• _What to do_
Rewrite the items from the start through the line containing "positive clicks: (298, 45)", inclusive, swapping "rough mask" for "draft mask" and changing nothing else.
▶
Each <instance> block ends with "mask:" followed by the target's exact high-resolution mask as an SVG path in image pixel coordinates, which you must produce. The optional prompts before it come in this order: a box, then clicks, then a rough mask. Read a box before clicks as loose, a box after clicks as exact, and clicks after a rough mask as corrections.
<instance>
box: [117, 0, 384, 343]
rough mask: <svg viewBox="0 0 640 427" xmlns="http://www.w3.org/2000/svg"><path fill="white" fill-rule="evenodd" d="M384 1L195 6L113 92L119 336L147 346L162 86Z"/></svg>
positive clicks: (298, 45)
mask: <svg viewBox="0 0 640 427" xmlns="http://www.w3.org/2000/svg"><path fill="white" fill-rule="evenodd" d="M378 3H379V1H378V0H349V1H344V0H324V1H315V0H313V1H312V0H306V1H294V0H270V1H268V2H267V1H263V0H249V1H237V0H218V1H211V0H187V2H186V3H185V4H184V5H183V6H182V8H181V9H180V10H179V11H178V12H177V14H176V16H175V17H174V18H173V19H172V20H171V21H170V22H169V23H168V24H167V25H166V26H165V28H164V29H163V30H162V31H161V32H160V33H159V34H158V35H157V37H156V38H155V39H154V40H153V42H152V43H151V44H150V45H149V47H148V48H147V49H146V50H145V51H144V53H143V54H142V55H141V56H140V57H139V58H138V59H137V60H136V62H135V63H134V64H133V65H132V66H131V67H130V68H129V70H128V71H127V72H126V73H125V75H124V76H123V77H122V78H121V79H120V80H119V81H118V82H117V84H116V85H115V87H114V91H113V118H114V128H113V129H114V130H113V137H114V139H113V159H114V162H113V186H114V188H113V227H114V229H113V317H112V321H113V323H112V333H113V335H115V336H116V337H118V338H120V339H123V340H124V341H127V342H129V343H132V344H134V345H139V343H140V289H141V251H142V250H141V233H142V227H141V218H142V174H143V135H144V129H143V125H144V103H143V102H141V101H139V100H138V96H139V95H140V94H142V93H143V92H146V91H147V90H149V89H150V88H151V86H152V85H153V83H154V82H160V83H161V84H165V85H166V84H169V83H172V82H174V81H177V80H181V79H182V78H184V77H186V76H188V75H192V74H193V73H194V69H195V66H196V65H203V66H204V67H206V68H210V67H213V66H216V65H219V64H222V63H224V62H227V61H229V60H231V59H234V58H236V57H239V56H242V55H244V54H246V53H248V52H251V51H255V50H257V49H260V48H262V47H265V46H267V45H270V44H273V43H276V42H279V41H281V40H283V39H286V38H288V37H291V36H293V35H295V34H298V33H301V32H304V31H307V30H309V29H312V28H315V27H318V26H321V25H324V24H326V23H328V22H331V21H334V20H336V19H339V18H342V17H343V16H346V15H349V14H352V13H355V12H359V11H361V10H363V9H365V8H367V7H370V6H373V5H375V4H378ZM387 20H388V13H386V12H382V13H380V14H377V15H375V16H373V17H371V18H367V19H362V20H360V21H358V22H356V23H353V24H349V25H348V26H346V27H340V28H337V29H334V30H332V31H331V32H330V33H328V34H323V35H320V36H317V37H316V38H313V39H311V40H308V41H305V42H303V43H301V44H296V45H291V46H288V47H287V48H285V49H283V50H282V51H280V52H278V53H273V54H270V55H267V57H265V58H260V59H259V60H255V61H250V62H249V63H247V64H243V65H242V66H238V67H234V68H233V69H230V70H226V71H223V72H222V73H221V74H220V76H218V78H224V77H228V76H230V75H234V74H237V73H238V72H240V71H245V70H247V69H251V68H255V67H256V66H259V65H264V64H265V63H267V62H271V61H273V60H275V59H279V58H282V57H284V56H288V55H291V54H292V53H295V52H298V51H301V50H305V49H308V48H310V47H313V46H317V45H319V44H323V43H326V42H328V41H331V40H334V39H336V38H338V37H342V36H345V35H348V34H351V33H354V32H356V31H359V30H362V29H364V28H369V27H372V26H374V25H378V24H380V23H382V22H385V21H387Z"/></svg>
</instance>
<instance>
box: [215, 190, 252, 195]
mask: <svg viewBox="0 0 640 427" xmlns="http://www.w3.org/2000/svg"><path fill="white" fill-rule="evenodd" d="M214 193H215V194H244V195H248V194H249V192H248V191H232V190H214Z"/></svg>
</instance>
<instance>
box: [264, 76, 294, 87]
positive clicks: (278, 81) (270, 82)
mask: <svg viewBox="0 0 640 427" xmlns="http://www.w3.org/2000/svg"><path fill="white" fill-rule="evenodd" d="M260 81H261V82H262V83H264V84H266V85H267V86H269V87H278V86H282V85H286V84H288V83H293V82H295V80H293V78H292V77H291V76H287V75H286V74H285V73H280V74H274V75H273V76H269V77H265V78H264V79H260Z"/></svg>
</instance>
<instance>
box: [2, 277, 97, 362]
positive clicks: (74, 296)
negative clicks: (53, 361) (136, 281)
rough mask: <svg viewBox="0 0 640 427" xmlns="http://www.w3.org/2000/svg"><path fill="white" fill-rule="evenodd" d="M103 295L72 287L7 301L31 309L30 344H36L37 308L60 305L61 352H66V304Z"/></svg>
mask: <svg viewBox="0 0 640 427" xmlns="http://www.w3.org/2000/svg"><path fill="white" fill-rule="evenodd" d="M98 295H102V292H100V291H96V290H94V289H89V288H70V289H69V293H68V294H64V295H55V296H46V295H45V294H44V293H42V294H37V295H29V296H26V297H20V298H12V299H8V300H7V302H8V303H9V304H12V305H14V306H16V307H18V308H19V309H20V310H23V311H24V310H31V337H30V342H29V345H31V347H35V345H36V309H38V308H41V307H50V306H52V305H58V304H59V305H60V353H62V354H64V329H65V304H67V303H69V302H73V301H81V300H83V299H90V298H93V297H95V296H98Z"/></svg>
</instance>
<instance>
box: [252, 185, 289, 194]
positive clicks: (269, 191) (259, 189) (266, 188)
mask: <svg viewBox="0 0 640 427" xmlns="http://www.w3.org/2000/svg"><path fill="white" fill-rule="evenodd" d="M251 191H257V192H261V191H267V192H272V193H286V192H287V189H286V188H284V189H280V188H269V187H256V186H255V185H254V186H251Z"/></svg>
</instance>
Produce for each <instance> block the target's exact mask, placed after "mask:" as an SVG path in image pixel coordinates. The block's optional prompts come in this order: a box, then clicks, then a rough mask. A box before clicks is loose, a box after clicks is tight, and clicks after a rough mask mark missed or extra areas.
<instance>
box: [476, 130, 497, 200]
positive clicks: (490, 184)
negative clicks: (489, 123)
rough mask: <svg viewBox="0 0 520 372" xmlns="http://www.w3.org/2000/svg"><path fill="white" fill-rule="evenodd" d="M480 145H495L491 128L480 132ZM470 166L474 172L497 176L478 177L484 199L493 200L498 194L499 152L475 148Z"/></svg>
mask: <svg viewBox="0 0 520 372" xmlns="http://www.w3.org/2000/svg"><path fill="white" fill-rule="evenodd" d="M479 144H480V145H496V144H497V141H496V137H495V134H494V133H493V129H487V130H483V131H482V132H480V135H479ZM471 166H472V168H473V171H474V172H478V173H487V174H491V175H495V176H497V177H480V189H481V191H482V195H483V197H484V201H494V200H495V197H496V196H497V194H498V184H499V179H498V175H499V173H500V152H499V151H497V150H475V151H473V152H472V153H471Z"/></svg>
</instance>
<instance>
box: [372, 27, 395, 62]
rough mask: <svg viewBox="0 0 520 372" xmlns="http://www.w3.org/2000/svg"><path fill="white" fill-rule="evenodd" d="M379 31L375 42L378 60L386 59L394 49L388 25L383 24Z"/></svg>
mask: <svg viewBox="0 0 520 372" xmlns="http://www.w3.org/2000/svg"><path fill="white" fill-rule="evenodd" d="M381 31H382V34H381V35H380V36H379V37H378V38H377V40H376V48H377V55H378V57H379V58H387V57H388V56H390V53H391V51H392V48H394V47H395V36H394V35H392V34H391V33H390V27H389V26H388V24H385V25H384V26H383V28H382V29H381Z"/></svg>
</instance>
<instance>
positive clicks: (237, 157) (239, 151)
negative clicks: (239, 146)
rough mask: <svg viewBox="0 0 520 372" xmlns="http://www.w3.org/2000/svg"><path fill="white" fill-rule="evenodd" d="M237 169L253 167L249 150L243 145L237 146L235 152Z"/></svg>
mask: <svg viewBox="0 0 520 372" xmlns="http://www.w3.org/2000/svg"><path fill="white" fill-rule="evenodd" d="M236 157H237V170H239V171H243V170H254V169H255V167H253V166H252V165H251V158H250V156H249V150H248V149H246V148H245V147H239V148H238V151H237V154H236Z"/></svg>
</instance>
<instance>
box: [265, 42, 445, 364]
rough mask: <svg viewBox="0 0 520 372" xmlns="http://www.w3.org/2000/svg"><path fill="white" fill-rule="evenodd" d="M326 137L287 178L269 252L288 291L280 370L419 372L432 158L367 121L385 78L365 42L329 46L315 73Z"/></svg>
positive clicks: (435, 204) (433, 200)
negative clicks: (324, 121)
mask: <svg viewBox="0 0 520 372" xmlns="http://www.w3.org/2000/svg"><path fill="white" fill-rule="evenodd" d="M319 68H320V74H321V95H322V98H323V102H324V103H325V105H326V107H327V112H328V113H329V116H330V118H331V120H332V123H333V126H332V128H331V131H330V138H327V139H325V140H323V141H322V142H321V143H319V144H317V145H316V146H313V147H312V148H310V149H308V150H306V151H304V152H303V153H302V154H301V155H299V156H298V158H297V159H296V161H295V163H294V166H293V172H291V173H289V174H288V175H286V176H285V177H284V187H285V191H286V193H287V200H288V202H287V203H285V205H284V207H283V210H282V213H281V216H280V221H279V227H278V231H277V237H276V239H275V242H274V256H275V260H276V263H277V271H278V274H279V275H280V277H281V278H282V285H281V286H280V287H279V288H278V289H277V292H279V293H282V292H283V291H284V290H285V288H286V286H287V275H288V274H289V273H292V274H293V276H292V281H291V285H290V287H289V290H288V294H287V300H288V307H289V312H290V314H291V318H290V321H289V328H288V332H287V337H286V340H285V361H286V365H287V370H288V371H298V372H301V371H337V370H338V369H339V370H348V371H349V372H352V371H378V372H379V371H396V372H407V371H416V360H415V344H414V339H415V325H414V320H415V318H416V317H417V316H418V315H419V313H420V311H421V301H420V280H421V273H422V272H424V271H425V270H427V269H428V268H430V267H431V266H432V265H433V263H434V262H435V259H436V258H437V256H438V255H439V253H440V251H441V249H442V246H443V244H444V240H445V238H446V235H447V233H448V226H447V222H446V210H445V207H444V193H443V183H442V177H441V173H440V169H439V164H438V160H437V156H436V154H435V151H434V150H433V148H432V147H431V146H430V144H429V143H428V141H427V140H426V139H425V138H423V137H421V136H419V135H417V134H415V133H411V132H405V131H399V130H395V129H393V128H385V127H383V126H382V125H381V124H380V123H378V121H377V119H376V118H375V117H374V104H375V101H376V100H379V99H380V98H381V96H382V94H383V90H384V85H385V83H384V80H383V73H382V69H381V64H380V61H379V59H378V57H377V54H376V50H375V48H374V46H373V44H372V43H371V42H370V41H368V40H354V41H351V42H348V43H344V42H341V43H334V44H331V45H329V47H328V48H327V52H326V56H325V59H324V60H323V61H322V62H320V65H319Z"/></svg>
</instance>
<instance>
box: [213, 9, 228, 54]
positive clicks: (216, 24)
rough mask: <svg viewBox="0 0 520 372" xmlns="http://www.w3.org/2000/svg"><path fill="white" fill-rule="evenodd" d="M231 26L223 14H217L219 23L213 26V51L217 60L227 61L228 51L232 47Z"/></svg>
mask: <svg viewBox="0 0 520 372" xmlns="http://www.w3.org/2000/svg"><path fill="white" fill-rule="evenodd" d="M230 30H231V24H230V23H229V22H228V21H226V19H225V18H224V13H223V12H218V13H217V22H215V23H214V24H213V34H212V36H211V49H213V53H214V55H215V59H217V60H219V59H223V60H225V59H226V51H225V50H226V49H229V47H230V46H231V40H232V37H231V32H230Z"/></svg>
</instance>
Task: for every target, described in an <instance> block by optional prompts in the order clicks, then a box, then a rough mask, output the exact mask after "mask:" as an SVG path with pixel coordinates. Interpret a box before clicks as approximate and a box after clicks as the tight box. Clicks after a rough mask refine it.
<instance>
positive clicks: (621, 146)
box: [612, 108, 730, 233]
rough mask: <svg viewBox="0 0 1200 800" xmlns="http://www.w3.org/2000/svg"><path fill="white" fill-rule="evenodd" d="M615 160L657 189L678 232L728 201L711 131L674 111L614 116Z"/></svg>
◀
• _Your solution_
Each <instance> block ends with "mask:" followed by the target's exact high-resolution mask as an SVG path in image pixel coordinates, which you must produce. The optional prompts before it come in this order: a box, then clicks, then a draft mask. Read a box before clicks as loose, a box after clicks as exact, and clicks after a draft mask as corrections.
<instance>
box: [117, 0, 384, 343]
draft mask: <svg viewBox="0 0 640 427" xmlns="http://www.w3.org/2000/svg"><path fill="white" fill-rule="evenodd" d="M384 1L195 6L113 92L119 336L147 346L162 86Z"/></svg>
positive clicks: (298, 45)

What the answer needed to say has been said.